→ **Selected extract**:

Mock yourself, not your tests

Published on , under Programming, tagged with testing, python, mocks and rants.

tl;dr: While sometimes mocks are needed, they should not be the first tool you use to write tests. It is a pity to be mocking your code when you could be writing meaningful tests at almost the same cost.

stower-titanic

In this post I try to discourage the use of mocks when writing tests. I'm not completely against them (I see their value) but it's that sometimes I feel like we abuse of them, just to make tests pass, feel comfortable of seeing another green dot in our test suite and to release ourselves from the burden of having to test our code.

Why do we use mocks anyway?

Well, I'll name a few reasons that seem legit to me.

One reason to use mocks is to force a desired state for your test and easily trigger side effects. Mocks facilitate a lot the testing of corner cases. Another reason is to gain speed by staying away from slow code, like system calls, db, network calls, costly calculations, etc. Also it could be a short path to increase code coverage. But probably the primary reason for using mocks is to make a unit test more specific. Just testing exactly one piece of code, and thus, avoiding having to test things that (hopefully) are already tested.

Testing with mocks

Let's see some example code:

class Payment():
    def __init__(self, invoice_id, credit_card):
        # more code here

    def process(self):
        amount = self.calculate_amount()
        if self.credit_card.has_credit():
            self.credit_card.withdraw(amount)
            self.status = 'processed'

As we can see, the process() method uses other objects (credit_card), called collaborators. If we were to write a unit test for this method, we would mock all its collaborators, so that we test the codepaths involved, and only caring that the function calls the collaborators, nothing more. We do this, because we are assuming that all the collaborators work and have their own unit tests.

from mymodule import Payment
from mock import Mock
import unittest


class PaymentTestCase(unittest.TestCase):

    @mock.patch.object(Payment, 'calculate_amount')

→ **What the exercise asks**:
Continue the post on using mocks in tests, picking up after its final line.

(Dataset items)
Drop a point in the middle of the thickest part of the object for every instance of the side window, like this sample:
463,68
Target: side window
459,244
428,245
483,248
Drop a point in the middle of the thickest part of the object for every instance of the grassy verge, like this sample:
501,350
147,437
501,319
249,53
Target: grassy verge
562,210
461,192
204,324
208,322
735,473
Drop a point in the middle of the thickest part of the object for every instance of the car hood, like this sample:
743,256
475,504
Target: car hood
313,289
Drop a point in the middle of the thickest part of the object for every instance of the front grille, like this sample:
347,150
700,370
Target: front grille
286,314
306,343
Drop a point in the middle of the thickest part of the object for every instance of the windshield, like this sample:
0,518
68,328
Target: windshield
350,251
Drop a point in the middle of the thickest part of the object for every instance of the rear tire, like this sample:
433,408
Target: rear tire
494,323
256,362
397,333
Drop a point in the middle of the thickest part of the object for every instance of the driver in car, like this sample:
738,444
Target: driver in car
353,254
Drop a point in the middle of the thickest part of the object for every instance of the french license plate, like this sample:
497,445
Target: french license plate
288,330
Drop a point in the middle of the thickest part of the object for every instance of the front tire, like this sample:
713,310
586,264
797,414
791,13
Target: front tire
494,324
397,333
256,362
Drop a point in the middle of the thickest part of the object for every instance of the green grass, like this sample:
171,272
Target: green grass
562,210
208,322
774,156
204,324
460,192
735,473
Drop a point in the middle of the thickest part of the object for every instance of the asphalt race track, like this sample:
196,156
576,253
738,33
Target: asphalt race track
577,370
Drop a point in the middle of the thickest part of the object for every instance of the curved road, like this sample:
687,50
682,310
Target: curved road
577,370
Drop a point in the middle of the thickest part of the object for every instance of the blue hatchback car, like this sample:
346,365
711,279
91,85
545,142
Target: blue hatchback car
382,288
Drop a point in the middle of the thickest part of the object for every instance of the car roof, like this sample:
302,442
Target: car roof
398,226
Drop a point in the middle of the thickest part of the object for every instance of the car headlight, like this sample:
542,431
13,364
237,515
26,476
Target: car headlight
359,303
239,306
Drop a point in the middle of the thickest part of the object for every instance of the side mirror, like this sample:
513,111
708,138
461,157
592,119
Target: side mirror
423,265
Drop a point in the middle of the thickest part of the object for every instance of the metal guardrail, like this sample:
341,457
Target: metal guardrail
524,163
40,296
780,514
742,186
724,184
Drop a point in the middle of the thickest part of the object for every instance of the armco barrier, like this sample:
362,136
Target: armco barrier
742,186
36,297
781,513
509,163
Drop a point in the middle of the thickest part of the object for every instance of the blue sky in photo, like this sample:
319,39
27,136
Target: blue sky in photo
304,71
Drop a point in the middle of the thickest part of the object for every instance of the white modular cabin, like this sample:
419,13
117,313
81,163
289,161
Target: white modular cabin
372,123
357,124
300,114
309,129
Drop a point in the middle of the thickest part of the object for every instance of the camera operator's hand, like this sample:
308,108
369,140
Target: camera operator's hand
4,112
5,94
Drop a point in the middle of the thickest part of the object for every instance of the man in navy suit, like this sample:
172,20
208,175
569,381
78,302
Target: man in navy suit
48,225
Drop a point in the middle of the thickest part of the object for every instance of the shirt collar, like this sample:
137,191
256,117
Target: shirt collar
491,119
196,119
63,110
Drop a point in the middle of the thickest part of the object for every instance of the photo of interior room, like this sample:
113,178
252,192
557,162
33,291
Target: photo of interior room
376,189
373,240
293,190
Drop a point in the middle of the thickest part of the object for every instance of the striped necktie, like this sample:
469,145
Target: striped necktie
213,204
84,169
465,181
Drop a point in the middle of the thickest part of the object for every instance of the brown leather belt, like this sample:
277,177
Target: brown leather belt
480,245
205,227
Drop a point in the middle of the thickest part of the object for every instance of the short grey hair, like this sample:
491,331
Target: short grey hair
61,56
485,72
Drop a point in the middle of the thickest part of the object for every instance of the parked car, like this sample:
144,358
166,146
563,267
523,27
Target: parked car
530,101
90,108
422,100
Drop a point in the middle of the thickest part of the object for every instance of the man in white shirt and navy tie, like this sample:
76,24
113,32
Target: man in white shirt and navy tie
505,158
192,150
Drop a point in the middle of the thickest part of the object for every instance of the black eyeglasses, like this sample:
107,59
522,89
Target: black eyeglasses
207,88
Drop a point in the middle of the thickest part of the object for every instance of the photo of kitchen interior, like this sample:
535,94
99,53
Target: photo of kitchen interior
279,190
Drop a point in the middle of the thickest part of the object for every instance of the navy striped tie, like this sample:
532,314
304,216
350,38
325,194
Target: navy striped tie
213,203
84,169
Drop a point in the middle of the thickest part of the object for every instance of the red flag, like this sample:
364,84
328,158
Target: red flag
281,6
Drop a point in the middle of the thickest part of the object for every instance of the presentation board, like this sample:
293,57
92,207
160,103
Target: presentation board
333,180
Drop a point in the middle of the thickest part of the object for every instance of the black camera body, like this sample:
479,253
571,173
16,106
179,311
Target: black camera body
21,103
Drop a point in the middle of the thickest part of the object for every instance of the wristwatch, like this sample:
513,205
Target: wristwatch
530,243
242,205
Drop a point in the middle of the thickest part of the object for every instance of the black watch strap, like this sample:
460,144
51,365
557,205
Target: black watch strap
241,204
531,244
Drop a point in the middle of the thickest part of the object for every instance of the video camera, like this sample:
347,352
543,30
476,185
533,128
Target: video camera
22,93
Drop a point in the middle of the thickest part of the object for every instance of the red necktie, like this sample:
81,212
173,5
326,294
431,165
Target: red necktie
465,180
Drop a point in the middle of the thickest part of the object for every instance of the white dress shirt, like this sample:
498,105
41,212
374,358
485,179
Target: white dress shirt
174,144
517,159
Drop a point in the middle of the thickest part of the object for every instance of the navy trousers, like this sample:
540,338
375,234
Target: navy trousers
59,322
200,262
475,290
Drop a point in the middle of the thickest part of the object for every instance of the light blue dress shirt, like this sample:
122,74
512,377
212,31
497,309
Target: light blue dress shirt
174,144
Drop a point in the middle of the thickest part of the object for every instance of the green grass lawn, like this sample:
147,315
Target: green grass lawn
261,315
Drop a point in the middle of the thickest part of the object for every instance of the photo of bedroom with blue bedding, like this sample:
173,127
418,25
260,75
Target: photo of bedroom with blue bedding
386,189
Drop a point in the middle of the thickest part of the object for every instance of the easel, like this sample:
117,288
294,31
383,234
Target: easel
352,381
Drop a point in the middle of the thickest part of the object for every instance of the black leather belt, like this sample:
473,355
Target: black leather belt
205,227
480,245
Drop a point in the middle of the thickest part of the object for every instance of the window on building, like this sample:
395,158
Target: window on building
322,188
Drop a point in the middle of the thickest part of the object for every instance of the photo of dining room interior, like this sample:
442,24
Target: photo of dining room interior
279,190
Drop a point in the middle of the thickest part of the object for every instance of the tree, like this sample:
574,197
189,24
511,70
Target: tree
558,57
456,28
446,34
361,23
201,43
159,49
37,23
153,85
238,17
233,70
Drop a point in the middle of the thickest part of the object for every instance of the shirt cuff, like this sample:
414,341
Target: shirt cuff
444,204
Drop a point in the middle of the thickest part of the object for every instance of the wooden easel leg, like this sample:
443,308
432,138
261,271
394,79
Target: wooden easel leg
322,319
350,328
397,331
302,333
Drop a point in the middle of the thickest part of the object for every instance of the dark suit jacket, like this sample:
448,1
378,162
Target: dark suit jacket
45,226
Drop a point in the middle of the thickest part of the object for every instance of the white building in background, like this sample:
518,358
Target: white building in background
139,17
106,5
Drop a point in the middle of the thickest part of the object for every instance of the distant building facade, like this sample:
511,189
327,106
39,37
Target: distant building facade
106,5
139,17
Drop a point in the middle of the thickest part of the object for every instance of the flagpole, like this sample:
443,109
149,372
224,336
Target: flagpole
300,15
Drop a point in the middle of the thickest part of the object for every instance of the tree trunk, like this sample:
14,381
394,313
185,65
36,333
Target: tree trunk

→ **Task result**:
    def test_process_cc_with_credit(self, calculate_amount_mock):
        cc = Mock()
        calculate_amount_mock.return_value = 100
        cc.has_credit.return_value = True
        payment = Payment(1, cc)
        payment.process()
        cc.withdraw.assert_called_with(100)

    @mock.patch.object(Payment, 'calculate_amount')
    def test_process_cc_without_credit(self, calculate_amount_mock):
        cc = Mock()
        cc.has_credit.return_value = False
        payment = Payment(1, cc)
        payment.process()
        self.assertFalse(cc.withdraw.called)

Now let's think for a moment if these tests we just wrote tell us, with a good level of confidence, whether process() works or not. Or are we just asserting that some methods are called in a specific order with specific parameters. This feels almost like testing that the compiler/interpreter works!

"We've fallen into a trap of testing that the code does what the code says it does, rather than testing functional behaviour we care about."

Every mock.patch() is a little smell. Daniel Pope.

This kind of unit testing makes too many assumptions on how process() is implemented. Tightly coupling your tests with mocks, causes refactors to be painfull. As soon as you change a detail of the implementation your tests will break (which is not the same as to fail), with helpless tracebacks about functions that were not called, or mocks that fail to be applied because some method doesn't exist anymore, like:

Traceback (most recent call last):
  File "test.py", line 9, in <module>
    m.process_with_currency()
  File "/usr/local/lib/python2.7/site-packages/mock.py", line 65, in __getattr__
    raise AttributeError("Mock object has no attribute %r" % name)
AttributeError: Mock object has no attribute 'some_old_method'

Another drawback I wanted to point out is that mocks tend to be too permissive, in the sense that they swallow errors that should occur because of a change in the API of the mocked object.

class CreditCard():
    # ...

    # the old signature was: withdraw(self, amount)
    def withdraw(self, amount, currency):
        # ...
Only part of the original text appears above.